Would you return, word for word, the lines of the data below from the line with "Target: dog's hind leg" through the line with "<point>362,345</point>", and no others?

(Natural-language object grounding data)
== == ==
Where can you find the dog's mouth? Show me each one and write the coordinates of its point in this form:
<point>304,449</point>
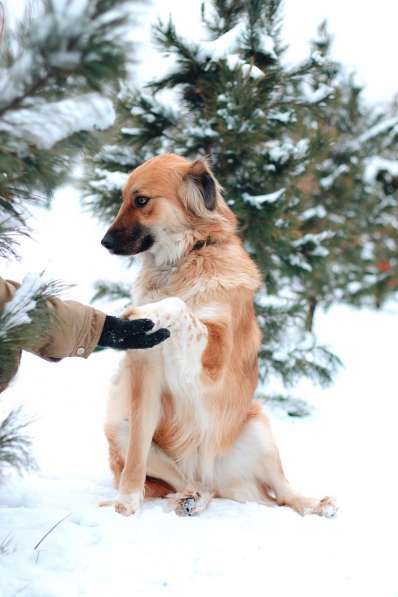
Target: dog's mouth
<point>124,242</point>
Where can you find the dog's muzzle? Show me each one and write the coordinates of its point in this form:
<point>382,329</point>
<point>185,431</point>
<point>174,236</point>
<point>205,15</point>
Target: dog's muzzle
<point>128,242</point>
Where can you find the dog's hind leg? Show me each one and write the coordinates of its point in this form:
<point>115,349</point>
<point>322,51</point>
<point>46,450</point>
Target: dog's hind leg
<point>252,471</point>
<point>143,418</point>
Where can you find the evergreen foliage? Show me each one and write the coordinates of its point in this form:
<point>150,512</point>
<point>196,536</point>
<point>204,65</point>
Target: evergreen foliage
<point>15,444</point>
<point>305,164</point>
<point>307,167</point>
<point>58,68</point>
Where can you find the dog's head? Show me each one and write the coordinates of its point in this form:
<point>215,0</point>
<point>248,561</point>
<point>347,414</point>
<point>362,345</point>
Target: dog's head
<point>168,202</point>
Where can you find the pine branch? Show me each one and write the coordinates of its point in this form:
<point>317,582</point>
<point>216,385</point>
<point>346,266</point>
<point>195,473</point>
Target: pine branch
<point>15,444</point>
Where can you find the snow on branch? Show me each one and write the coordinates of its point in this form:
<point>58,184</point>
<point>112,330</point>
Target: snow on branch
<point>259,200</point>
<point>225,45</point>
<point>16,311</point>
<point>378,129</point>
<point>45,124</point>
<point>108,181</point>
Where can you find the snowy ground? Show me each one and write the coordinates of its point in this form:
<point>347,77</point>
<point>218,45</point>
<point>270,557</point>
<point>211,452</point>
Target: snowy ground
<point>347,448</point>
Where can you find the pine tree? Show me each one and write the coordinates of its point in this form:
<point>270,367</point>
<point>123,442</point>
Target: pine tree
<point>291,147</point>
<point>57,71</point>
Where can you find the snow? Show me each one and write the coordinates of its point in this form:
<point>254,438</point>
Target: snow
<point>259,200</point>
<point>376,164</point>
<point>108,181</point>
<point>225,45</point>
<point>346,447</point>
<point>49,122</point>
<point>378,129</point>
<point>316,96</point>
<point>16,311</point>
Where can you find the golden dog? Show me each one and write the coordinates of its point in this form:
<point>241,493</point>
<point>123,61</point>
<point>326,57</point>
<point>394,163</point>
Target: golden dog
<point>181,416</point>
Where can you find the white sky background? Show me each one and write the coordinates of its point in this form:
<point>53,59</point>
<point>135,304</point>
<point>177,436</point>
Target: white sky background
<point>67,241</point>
== == ==
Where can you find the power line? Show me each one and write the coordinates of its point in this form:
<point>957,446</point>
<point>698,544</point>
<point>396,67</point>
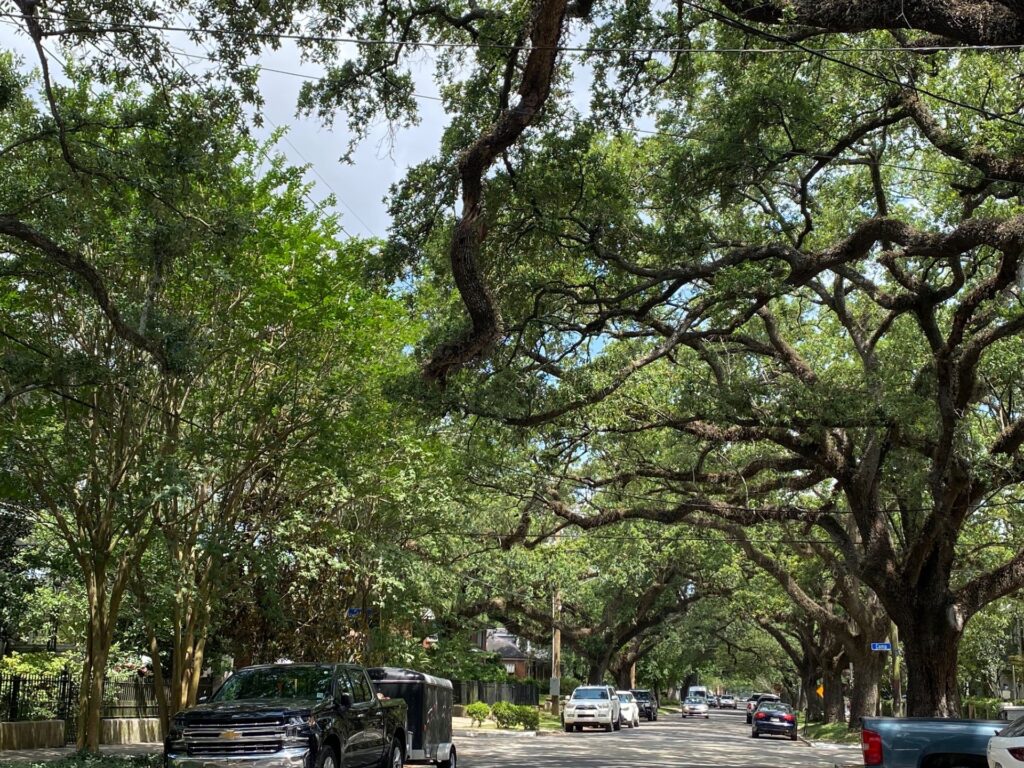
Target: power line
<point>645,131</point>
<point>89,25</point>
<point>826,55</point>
== == ==
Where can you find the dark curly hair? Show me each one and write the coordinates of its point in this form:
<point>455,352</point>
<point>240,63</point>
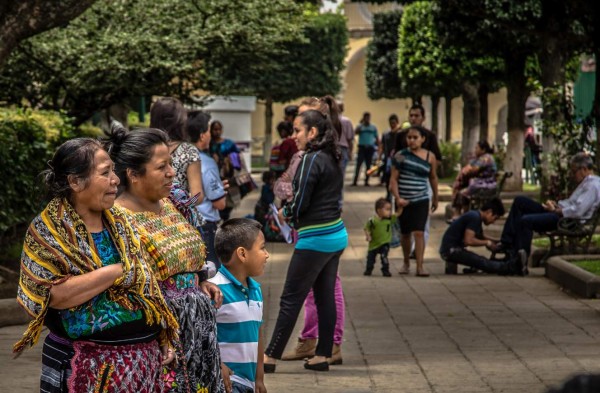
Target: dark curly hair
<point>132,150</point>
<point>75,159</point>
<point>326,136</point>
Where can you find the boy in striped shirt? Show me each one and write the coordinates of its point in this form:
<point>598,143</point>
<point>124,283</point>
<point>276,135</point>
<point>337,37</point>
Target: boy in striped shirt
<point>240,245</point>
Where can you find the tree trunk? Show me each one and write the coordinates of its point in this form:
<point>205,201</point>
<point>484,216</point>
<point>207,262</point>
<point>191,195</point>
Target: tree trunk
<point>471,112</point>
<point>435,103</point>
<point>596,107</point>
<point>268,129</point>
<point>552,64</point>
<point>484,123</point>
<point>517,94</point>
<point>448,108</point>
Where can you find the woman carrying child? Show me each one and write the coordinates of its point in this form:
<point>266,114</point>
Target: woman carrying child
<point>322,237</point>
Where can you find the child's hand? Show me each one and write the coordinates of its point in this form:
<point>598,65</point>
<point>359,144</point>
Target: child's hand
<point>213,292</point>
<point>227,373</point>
== == ==
• Task solution:
Target: dog's hind leg
<point>252,471</point>
<point>143,418</point>
Where can you find the evergreen foliage? Show me each one and write the coordinates of its point in this form:
<point>150,512</point>
<point>196,536</point>
<point>204,65</point>
Target: evergreen foliage
<point>15,444</point>
<point>305,164</point>
<point>307,167</point>
<point>58,68</point>
Where can you find the dog's head? Show me each one and write the coordinates of its point in this form:
<point>215,0</point>
<point>248,561</point>
<point>347,414</point>
<point>362,345</point>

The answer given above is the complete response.